-- START OF Materials provided --
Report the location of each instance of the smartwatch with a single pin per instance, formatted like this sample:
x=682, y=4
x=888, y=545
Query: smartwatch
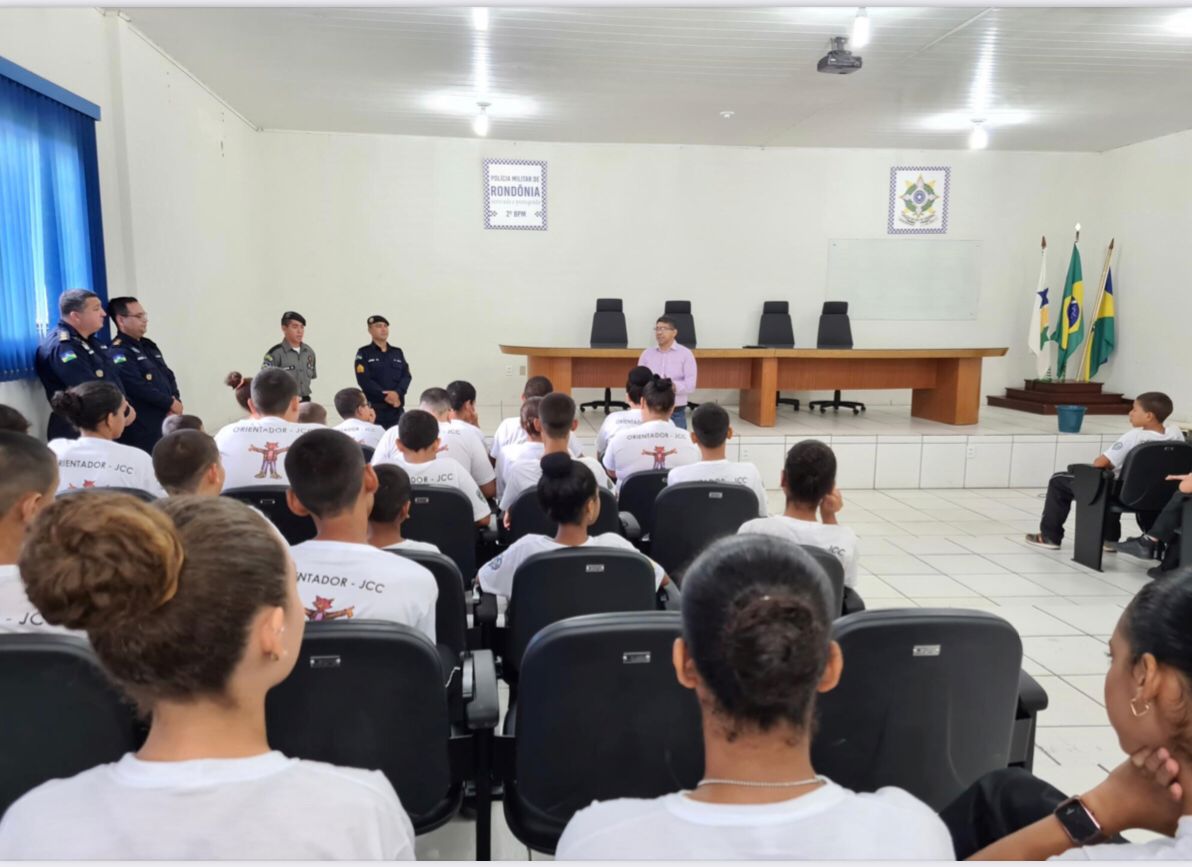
x=1079, y=822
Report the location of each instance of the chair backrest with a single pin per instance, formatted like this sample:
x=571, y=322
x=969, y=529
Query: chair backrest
x=600, y=716
x=638, y=495
x=926, y=701
x=61, y=714
x=370, y=694
x=608, y=324
x=1142, y=485
x=681, y=311
x=833, y=569
x=775, y=328
x=691, y=515
x=556, y=584
x=834, y=332
x=451, y=607
x=442, y=516
x=526, y=516
x=271, y=500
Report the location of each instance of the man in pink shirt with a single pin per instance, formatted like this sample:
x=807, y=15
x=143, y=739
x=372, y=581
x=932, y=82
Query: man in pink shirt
x=674, y=361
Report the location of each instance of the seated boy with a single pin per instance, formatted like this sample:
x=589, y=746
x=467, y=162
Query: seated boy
x=709, y=431
x=557, y=420
x=417, y=453
x=187, y=462
x=391, y=508
x=359, y=417
x=340, y=575
x=29, y=476
x=1147, y=416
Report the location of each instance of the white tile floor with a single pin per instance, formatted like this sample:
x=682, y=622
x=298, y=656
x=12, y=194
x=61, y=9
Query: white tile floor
x=1063, y=612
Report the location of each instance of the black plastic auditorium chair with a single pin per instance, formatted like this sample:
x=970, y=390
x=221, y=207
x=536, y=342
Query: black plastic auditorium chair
x=600, y=716
x=1140, y=487
x=271, y=500
x=691, y=515
x=609, y=332
x=526, y=516
x=371, y=694
x=834, y=333
x=442, y=516
x=927, y=701
x=61, y=714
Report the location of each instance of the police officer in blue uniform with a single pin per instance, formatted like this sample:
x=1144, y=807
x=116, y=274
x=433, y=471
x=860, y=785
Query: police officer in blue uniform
x=383, y=373
x=73, y=353
x=148, y=382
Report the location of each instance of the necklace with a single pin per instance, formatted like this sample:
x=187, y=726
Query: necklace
x=752, y=784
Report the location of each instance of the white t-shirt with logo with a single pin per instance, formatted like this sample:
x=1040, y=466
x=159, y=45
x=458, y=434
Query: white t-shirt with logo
x=831, y=823
x=262, y=807
x=831, y=537
x=497, y=575
x=362, y=432
x=92, y=462
x=614, y=422
x=523, y=475
x=653, y=445
x=726, y=472
x=253, y=451
x=345, y=580
x=442, y=471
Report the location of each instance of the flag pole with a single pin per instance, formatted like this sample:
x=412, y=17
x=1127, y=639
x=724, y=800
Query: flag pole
x=1096, y=308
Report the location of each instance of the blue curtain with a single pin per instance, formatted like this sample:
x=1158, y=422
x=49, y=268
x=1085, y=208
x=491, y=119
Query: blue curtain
x=50, y=229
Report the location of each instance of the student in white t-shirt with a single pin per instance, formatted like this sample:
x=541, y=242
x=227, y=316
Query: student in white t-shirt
x=417, y=453
x=569, y=495
x=709, y=432
x=359, y=417
x=95, y=459
x=391, y=509
x=192, y=608
x=757, y=649
x=808, y=480
x=253, y=450
x=340, y=575
x=510, y=431
x=187, y=462
x=625, y=417
x=556, y=421
x=656, y=444
x=29, y=476
x=1009, y=815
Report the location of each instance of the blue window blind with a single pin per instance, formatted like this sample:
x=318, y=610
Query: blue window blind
-- END OF Materials provided --
▶ _Goal of the exercise_: Reproduce every one of the rows above, replacing "single pin" with "single marker" wherever it occurs and leaving everything else unchanged. Omit the pictures from your answer.

▶ _Result for this exercise_:
Report the location of each instance of the smartwatch with a single marker per instance, formatted like this sample:
x=682, y=4
x=888, y=545
Query: smartwatch
x=1079, y=822
Report the location of each instance of the chair backrest with a single marker per instance, formatted like this sample:
x=571, y=322
x=969, y=529
Query: chair backrest
x=600, y=716
x=638, y=495
x=926, y=701
x=61, y=714
x=370, y=694
x=608, y=324
x=1142, y=485
x=681, y=311
x=833, y=569
x=775, y=328
x=691, y=515
x=556, y=584
x=834, y=332
x=451, y=607
x=442, y=516
x=526, y=516
x=271, y=500
Report the location of each instance of the man in pink shirt with a single marker per instance, formatted like this sample:
x=807, y=15
x=143, y=739
x=372, y=581
x=932, y=82
Query: man in pink shirt
x=674, y=361
Report the location of each instance of the seated boy with a single marker per instance, formatted like this sample:
x=589, y=746
x=467, y=162
Query: seated boy
x=709, y=431
x=557, y=420
x=417, y=453
x=187, y=462
x=391, y=508
x=359, y=417
x=340, y=575
x=29, y=476
x=1147, y=416
Report the location of each instance of the white tile floor with a single marker per instance, formatted like this sample:
x=682, y=622
x=298, y=656
x=12, y=194
x=61, y=9
Query: white tile floor
x=1063, y=612
Report the location of each instance of the black plastic auditorium chair with a single marker per instance, formatted like this sample:
x=970, y=390
x=221, y=207
x=536, y=342
Query: black plastic auditorium chair
x=600, y=716
x=1140, y=487
x=271, y=500
x=691, y=515
x=609, y=332
x=526, y=516
x=371, y=694
x=834, y=333
x=442, y=516
x=927, y=701
x=61, y=714
Report the location of each instance of the police officer in blue uniform with a single marker per instance, formatted like this sample:
x=1144, y=807
x=116, y=274
x=433, y=471
x=860, y=785
Query: police officer in blue uniform
x=383, y=373
x=73, y=353
x=148, y=382
Report the location of each instance of the necklace with a single marker per instance, formatted like this sample:
x=187, y=726
Query: necklace
x=752, y=784
Report the location of each instance of the white t-shirt with logo with a single marker per instance, formatted like this sample:
x=1040, y=466
x=159, y=45
x=458, y=434
Query: white t-shirt with logo
x=831, y=823
x=262, y=807
x=831, y=537
x=497, y=575
x=362, y=432
x=92, y=462
x=614, y=422
x=523, y=475
x=653, y=445
x=726, y=472
x=253, y=451
x=345, y=580
x=442, y=471
Report the location of each instance of the flag pole with a single marker per instance, formatted like this sample:
x=412, y=17
x=1127, y=639
x=724, y=800
Query: flag pole
x=1096, y=308
Report the location of each instance of the blue curtain with a single marker per instance, formatted like this sample:
x=1158, y=422
x=49, y=268
x=1085, y=208
x=491, y=119
Query: blue curtain
x=50, y=229
Report the location of each instance of the student in white t-shirt with a single marker per instance, formatted like this sample:
x=541, y=242
x=227, y=316
Query: student in white t-shirt
x=417, y=453
x=569, y=495
x=709, y=432
x=359, y=417
x=95, y=459
x=391, y=509
x=192, y=608
x=757, y=649
x=808, y=480
x=253, y=450
x=340, y=575
x=510, y=431
x=187, y=462
x=625, y=417
x=556, y=421
x=656, y=444
x=29, y=476
x=1009, y=815
Report the location of each instance of the blue window blind with a single marker per instance, formatted like this sample:
x=318, y=610
Query: blue window blind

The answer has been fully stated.